SELECTED PASSAGE:
------------

Knicks vs. Heat: 8 things that will matter

Everything you need to know about the next two weeks of your life

And then there were eight.

Eight teams remain vying for a championship. Some are historic franchises with so many titles their fans can’t be bothered to show up to playoff games until midway through the first quarter. Others are so starved for any modicum of success that their fans make hype videos after regular-season victories. The beauty of sports is that the only thing that really matters is what happens in that 94-by-50 foot rectangle. The Miami Heat and New York Knicks will play some basketball games over these next few weeks. It could be as few as four or as many as seven. Everything else is (mostly) window dressing. So with that in mind, here are eight things I believe will be relevant to dictating the outcome of this upcoming series.

Shooting (duh) and Moneyball

The NBA being a make-or-miss league is a cliche so tired that all the fish in the sea, of which there are plenty, have fallen into a deep slumber. But cliches stand the test of time because there is at least a hint of truth to them. The NBA has turned into a math equation. Certain people are paid a lot of money to help these teams decipher which shots provide the most value, thus giving their team the best chance of winning. 

There was a time when shot charts fluctuated more. Not everyone bought the “3-point trend.” Some teams were losing before the players even stepped on the court. Those days are gone. Every team in the NBA, on some level, understands the value of the 3-pointer. Of course, there are teams who do it better than others, but the overall strategy is pretty universal. Shoot a lot of 3-pointers and shots at the rim; hope for the best.

In 2003 Michael Lewis released one of the greatest books about sports ever written, Moneyball. In it, Lewis details the rise of the low-payroll Oakland Athletics and how Billy Beane overcame his financial disadvantage using analytics to create an edge where one didn’t exist. For years, there was an enormous misconception about Beane’s strategy. People would focus on the what (the details of the game that Beane valued) and not the why. You see, Beane wasn’t emphasizing walks and drafting players from college just because they were good, he was doing so because he calculated them to be underrated by the market. So when the entire league caught up to Beane, and all of a sudden it was mostly teams operating the same way (reintroducing a payroll-based imbalance), Beane had to find a new market inefficiency.

------------

(Saved entries)
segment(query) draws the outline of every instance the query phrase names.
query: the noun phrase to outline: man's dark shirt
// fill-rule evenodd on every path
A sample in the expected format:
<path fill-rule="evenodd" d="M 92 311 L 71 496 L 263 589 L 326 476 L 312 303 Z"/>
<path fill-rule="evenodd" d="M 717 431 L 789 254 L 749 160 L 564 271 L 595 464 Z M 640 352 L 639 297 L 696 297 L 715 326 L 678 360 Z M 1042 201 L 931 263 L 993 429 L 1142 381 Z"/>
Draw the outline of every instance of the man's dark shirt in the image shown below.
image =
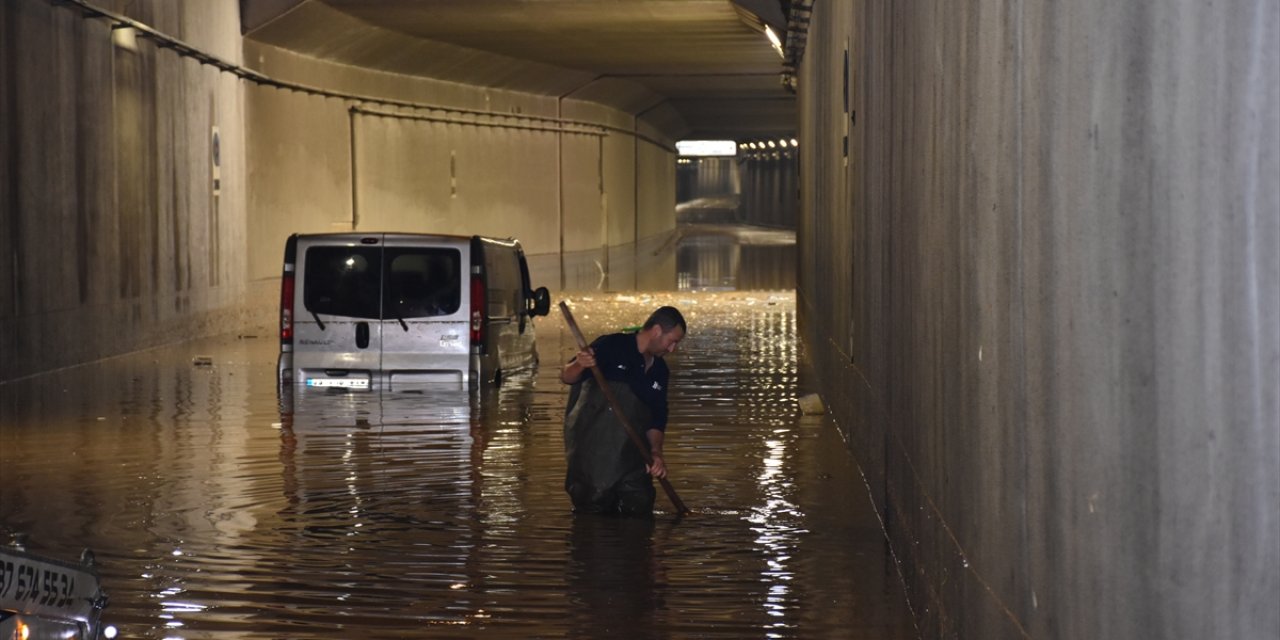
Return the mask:
<path fill-rule="evenodd" d="M 595 352 L 595 366 L 604 378 L 626 383 L 653 413 L 653 424 L 637 429 L 667 430 L 667 379 L 669 370 L 660 357 L 653 358 L 649 371 L 644 370 L 644 355 L 636 346 L 634 333 L 614 333 L 602 335 L 591 343 Z M 584 374 L 585 379 L 591 374 Z M 581 380 L 581 379 L 580 379 Z"/>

------------

GIVEN PROBLEM: List every sports team that the Knicks–Heat series preview above mentions by name.

RESPONSE TO THE TASK:
Miami Heat
New York Knicks
Oakland Athletics